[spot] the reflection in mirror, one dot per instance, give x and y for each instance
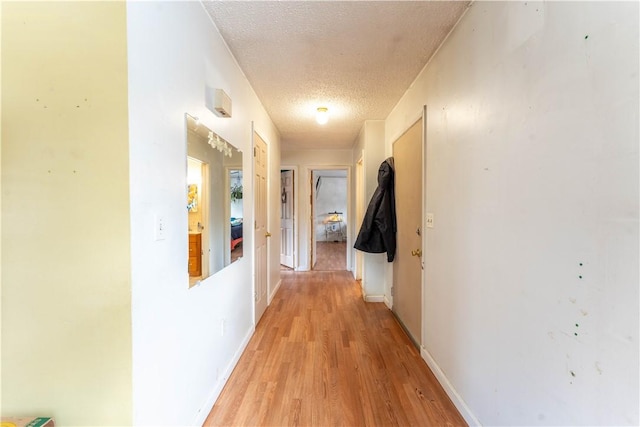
(214, 201)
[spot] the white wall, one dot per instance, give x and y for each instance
(531, 281)
(306, 161)
(181, 353)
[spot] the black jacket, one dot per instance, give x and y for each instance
(378, 230)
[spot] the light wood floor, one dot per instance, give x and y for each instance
(321, 356)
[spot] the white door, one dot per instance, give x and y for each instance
(261, 232)
(286, 218)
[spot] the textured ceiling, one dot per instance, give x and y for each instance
(356, 58)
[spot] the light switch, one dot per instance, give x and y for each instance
(429, 220)
(160, 227)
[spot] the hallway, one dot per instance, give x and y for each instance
(321, 356)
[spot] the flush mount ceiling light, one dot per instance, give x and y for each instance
(322, 115)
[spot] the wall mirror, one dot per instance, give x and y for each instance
(213, 200)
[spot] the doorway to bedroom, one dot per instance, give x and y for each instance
(329, 219)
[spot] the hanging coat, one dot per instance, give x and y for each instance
(378, 231)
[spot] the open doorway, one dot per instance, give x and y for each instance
(329, 231)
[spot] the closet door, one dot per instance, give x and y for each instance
(407, 266)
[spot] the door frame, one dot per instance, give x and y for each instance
(296, 222)
(348, 214)
(422, 114)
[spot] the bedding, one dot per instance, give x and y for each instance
(236, 232)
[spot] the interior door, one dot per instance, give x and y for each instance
(407, 265)
(261, 231)
(286, 218)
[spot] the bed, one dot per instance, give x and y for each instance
(236, 232)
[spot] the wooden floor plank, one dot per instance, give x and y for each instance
(322, 356)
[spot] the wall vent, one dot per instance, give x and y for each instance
(219, 102)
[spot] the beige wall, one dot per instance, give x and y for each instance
(66, 309)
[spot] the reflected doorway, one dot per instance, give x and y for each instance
(197, 203)
(287, 219)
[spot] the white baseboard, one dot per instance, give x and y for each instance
(203, 413)
(275, 290)
(374, 298)
(448, 388)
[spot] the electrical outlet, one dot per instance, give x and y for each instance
(429, 220)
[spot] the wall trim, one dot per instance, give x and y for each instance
(206, 408)
(273, 293)
(449, 389)
(387, 302)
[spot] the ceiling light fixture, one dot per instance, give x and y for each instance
(322, 115)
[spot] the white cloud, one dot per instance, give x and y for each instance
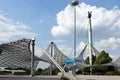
(10, 29)
(105, 23)
(108, 44)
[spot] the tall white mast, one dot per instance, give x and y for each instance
(74, 3)
(90, 41)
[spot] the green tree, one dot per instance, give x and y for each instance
(103, 58)
(39, 71)
(87, 59)
(0, 50)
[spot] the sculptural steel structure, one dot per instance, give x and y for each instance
(17, 55)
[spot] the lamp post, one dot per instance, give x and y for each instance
(74, 3)
(90, 41)
(32, 57)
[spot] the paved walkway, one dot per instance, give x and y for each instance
(95, 77)
(29, 78)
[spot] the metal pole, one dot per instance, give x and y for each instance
(90, 41)
(74, 3)
(51, 57)
(32, 57)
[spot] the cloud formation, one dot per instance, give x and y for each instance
(10, 29)
(105, 26)
(103, 21)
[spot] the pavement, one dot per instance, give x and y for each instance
(78, 77)
(97, 77)
(29, 78)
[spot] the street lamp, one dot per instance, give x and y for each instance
(32, 57)
(74, 3)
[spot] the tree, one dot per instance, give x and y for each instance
(39, 71)
(103, 58)
(87, 59)
(0, 50)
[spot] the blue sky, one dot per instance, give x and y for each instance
(51, 20)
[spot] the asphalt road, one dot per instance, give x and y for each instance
(28, 78)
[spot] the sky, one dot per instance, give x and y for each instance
(53, 20)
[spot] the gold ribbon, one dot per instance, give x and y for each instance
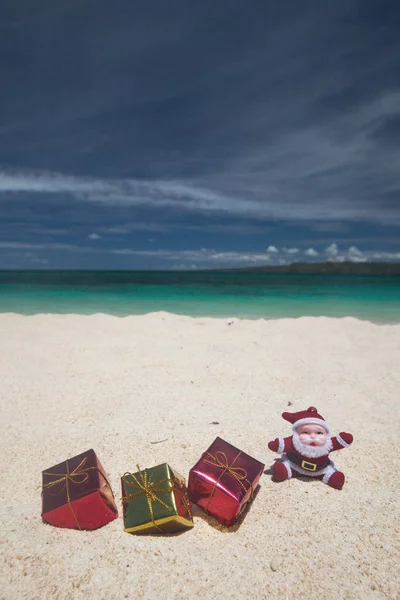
(77, 476)
(220, 461)
(146, 487)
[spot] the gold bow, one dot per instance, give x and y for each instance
(146, 487)
(220, 460)
(77, 476)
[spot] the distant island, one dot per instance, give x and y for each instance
(328, 268)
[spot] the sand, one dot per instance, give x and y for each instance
(69, 383)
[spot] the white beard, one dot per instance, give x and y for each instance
(311, 451)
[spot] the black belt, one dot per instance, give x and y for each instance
(307, 465)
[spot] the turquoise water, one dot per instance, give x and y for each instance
(201, 293)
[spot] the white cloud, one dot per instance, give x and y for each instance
(332, 250)
(355, 255)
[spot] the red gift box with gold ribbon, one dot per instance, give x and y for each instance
(223, 481)
(76, 494)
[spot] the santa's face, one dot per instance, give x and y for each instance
(312, 435)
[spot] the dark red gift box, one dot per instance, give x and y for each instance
(223, 481)
(76, 494)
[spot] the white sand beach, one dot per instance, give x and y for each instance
(70, 383)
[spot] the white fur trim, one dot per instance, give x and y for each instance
(308, 420)
(288, 468)
(341, 441)
(281, 446)
(328, 470)
(311, 451)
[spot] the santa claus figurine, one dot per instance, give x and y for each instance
(306, 452)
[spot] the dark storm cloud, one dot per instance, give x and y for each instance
(165, 113)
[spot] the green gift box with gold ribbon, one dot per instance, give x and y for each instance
(155, 501)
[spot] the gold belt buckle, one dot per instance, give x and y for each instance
(308, 466)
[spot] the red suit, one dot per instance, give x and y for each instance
(298, 458)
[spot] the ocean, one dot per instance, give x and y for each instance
(249, 295)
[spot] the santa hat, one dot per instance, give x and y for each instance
(305, 417)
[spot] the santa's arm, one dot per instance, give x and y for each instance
(341, 440)
(280, 445)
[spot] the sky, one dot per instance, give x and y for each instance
(182, 134)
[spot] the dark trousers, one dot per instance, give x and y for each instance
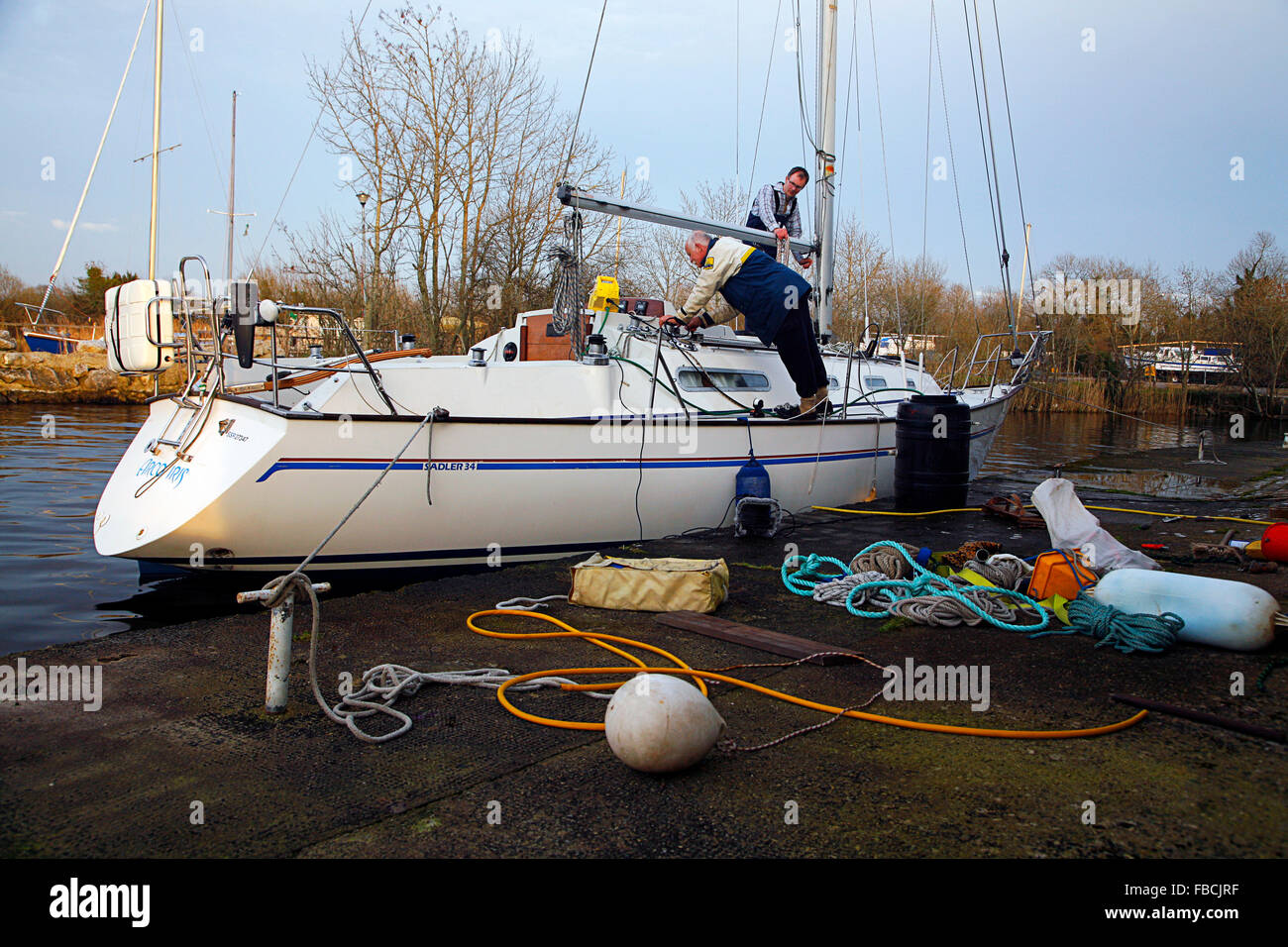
(799, 351)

---

Descrição da tarefa: Converta em uma lista JSON de strings o trecho dos registros que vai da linha que contém "[spot] the gold belt", inclusive, até o fim dos registros, com uma string por linha e sem as linhas em branco. Deixe as imagens de fora da resposta.

Resultado:
[
  "[spot] the gold belt buckle, one dot per instance, give x and y for each instance",
  "(308, 466)",
  "[spot] the red suit, one dot per instance, give x and y for each instance",
  "(298, 458)",
  "[spot] the ocean, one dot per instance, give x and y for each instance",
  "(249, 295)",
  "[spot] the santa hat, one dot per instance, give x and y for each instance",
  "(305, 417)",
  "[spot] the santa's arm, one dot per instance, give x and y for each instance",
  "(341, 440)",
  "(280, 445)",
  "[spot] the sky, one dot per instance, give x and y for each instance",
  "(182, 134)",
  "[spot] the dark trousers, one dot per instance, give x and y for each instance",
  "(799, 351)"
]